Sunday, March 29, 2026

PRO‑TAVI: Should High‑Risk Patients Undergo PCI Before TAVI?

The PRO‑TAVI trial, presented at ACC.26 and published in The Lancet, shows that in high‑risk older adults with severe aortic stenosis and significant coronary artery disease (CAD), performing PCI before TAVI yields similar 1‑year outcomes to a strategy of TAVI first, with PCI deferred if needed afterward. 

In this Netherlands‑based, open‑label trial, 466 patients (median age 81, 36% women) were randomized 1:1 to PCI‑first (n=233) or deferred‑PCI (n=233), with many carrying substantial CAD burden.

At one year, the composite of death, MI, stroke, or moderate‑to‑severe bleeding occurred in 24% of the deferral group versus 26% of the PCI‑first group (HR 0.89), meeting the prespecified noninferiority threshold with no evidence of superiority for either approach. 

The key difference was in major bleeding, which occurred in 15% of the PCI‑first arm versus 6% of the deferred‑PCI arm, largely because of dual‑antiplatelet therapy after PCI. 

The editorialists note that, in this elderly population, reducing hemorrhagic events is clinically meaningful, but emphasize that PRO‑TAVI should not be read as proof that PCI is unnecessary in all TAVI candidates. 

Instead, the trial supports a more selective, TAVI‑first, PCI‑deferred strategy in intermediate‑ to high‑risk older patients, while reserving upfront PCI for truly high‑risk coronary lesions.

===============

**TASK BRIEF**
Write the next part of the PRO‑TAVI trial report, starting after its final sentence. The material that comes after this point is separate and has no connection to the trial report.

===============

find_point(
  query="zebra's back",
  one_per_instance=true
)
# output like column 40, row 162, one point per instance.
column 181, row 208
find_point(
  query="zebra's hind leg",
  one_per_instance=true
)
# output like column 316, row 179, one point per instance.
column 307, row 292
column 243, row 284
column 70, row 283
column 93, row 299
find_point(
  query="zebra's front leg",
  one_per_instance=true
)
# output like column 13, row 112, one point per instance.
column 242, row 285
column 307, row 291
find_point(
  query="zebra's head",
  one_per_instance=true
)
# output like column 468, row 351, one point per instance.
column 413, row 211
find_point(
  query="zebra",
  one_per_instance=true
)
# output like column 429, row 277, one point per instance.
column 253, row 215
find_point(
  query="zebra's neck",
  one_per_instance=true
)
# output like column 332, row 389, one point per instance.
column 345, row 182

===============

**RESULT BELOW**
Checklists for the practicing cardiologist

  • For intermediate‑ to high‑risk TAVI patients ≥80 years with hemodynamically significant CAD, a TAVI‑first, PCI‑deferred strategy is noninferior and reduces early bleeding risk; reserve upfront PCI for truly high‑risk lesions or unprotected left‑main disease.

  • Use stress testing or invasive FFR/IMR when feasible to triage which obstructive lesions actually need PCI before or after TAVI, rather than treating anatomy alone.

  • For patients randomized to PCI‑first, plan PCI before TAVI in a single‑stage fashion if possible, balance ischemic risk against bleed risk, and minimize dual antiplatelet duration when appropriate.

  • For defer‑then‑PCI patients, monitor for recurring or worsening angina post‑TAVI and reserve PCI for symptomatic, high‑risk lesions; maintain single antiplatelet therapy in most.

  • For younger, low‑risk TAVI patients, recognize that PRO‑TAVI does not apply, and let individual‑level anatomy, ischemia burden, and multidisciplinary discussion guide the timing of PCI versus TAVI rather than a one‑size‑fits‑all algorithm.